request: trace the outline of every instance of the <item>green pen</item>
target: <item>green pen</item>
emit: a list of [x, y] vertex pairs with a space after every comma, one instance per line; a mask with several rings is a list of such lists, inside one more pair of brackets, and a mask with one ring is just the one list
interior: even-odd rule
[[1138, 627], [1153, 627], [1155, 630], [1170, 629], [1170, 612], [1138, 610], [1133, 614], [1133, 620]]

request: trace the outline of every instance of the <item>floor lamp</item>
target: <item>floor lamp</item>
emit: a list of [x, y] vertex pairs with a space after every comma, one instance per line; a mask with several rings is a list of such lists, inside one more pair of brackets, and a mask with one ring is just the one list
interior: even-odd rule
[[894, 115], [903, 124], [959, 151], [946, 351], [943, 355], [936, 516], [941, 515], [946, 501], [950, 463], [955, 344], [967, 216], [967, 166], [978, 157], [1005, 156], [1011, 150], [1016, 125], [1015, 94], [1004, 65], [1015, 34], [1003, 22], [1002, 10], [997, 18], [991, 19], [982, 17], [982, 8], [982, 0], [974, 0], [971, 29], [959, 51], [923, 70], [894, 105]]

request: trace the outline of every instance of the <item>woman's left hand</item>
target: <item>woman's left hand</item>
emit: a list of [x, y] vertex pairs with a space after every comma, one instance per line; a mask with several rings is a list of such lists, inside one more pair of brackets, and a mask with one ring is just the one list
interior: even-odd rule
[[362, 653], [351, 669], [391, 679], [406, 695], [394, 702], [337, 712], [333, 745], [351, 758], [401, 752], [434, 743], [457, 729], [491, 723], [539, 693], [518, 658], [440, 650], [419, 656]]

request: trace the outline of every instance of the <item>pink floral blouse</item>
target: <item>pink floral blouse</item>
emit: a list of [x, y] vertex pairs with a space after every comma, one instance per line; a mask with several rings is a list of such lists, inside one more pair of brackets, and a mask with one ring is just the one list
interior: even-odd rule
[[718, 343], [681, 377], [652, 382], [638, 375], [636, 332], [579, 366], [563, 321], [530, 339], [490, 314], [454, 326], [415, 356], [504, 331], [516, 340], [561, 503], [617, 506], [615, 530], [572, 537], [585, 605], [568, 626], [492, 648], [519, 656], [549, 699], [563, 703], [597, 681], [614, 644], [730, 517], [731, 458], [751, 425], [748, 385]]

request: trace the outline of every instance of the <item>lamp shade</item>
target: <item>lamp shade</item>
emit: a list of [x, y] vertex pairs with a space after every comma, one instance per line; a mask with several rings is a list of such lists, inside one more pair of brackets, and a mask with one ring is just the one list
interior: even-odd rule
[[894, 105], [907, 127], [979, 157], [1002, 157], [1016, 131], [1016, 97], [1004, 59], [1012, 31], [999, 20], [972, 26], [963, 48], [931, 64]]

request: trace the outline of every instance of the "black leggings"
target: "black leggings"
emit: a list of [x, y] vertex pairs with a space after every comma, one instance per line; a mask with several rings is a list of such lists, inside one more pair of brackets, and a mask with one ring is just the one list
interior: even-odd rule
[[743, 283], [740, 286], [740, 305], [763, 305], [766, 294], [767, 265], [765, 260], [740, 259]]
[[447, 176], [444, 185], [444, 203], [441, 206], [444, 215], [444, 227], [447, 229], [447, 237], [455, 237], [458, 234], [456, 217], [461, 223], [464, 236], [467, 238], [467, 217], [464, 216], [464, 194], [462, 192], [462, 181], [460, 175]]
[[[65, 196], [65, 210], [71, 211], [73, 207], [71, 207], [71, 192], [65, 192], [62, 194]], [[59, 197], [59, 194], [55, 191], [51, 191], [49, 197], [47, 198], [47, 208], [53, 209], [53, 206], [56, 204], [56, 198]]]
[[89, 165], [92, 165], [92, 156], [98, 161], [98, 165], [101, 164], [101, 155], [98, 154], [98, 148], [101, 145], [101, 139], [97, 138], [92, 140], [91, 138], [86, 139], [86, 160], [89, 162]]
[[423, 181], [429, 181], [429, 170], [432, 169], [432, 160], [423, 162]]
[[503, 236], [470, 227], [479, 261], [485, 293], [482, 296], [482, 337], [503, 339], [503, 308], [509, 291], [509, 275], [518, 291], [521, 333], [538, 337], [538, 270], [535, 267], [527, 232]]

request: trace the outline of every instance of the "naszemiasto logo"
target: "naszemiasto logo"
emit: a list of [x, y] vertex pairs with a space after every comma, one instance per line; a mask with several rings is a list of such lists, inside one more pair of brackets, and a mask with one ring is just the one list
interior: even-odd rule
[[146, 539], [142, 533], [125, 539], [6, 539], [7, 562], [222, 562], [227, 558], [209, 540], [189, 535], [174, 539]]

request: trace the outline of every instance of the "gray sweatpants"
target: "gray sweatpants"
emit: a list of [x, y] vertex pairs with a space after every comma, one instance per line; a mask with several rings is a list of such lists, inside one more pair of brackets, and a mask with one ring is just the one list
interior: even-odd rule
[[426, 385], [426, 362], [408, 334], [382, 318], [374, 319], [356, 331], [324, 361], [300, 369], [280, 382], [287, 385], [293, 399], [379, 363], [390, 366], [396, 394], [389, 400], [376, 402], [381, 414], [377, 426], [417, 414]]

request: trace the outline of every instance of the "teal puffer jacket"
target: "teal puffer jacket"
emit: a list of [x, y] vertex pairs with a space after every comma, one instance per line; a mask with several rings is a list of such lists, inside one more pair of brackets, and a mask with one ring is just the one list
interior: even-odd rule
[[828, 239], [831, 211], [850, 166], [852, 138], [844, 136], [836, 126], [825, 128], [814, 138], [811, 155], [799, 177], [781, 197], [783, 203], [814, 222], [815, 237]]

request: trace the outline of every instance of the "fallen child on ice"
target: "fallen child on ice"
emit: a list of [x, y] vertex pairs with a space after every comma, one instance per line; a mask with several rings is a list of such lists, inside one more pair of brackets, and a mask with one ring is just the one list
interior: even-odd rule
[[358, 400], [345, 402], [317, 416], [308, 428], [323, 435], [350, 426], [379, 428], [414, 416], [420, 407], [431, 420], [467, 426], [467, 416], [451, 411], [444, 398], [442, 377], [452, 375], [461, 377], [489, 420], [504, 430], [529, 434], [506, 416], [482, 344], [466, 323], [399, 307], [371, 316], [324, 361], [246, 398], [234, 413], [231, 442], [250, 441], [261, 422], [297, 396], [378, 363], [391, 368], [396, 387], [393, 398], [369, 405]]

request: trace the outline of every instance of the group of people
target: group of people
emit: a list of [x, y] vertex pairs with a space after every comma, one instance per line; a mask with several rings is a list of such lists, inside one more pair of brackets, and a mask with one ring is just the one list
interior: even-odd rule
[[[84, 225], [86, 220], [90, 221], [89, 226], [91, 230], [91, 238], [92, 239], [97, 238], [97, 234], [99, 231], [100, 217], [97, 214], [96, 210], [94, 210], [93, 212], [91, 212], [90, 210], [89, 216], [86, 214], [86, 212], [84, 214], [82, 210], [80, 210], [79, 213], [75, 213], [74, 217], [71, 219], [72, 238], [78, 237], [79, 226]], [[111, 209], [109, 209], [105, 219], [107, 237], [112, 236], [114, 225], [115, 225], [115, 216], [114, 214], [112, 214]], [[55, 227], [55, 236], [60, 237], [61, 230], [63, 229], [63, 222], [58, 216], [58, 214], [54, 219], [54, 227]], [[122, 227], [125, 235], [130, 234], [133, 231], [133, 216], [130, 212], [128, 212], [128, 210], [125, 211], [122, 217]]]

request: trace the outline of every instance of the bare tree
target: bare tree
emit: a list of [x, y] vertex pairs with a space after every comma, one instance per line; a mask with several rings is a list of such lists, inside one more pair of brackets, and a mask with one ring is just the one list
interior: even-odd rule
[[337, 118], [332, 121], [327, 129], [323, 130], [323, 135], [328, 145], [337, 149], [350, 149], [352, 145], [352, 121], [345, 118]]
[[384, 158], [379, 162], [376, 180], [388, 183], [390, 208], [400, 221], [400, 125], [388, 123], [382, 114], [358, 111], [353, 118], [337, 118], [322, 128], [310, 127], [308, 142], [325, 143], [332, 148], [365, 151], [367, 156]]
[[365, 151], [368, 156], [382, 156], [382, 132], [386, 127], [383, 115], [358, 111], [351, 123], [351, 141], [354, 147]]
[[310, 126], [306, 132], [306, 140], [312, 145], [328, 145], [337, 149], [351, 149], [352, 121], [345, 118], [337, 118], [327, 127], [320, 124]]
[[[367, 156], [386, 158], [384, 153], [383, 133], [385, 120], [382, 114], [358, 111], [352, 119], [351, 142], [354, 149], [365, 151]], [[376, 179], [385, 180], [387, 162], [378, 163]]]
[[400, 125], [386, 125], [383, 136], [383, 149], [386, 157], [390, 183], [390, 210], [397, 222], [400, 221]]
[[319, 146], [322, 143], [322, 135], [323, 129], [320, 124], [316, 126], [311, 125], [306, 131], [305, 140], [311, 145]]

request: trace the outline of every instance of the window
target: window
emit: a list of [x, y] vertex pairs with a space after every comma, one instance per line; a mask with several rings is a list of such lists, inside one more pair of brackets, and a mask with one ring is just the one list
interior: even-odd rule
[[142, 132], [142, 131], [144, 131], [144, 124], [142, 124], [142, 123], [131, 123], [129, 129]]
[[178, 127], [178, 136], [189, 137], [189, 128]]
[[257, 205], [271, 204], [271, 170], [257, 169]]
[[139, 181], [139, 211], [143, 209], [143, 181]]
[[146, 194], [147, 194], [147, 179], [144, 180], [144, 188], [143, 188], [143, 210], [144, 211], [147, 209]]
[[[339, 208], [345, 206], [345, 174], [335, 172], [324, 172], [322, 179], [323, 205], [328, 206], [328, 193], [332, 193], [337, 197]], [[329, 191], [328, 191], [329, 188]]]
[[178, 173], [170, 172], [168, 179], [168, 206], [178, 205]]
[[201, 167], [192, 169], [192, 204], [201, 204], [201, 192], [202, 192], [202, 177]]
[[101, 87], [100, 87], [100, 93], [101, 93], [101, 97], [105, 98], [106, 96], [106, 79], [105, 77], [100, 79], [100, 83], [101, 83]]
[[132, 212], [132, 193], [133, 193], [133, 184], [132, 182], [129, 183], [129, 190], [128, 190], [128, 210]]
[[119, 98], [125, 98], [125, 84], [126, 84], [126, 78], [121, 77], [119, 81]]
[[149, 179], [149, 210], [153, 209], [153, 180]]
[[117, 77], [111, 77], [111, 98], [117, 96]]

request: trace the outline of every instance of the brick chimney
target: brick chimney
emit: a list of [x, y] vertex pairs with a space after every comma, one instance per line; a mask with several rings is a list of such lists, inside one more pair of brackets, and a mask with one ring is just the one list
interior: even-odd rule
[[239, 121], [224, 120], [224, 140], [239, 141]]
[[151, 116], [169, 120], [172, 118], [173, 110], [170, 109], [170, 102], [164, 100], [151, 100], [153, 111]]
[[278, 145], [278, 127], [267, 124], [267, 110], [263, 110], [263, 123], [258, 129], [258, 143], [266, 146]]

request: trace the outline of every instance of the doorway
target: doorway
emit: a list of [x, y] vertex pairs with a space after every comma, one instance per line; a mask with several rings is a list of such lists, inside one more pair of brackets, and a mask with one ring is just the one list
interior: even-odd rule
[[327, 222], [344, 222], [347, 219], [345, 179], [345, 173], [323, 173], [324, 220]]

+ + + + + + +

EXERCISE DIRECTIONS – Whenever a line of the material holds the word "bare", copy it out.

RESPONSE AREA –
request: trace the outline of every instance of the bare tree
target: bare tree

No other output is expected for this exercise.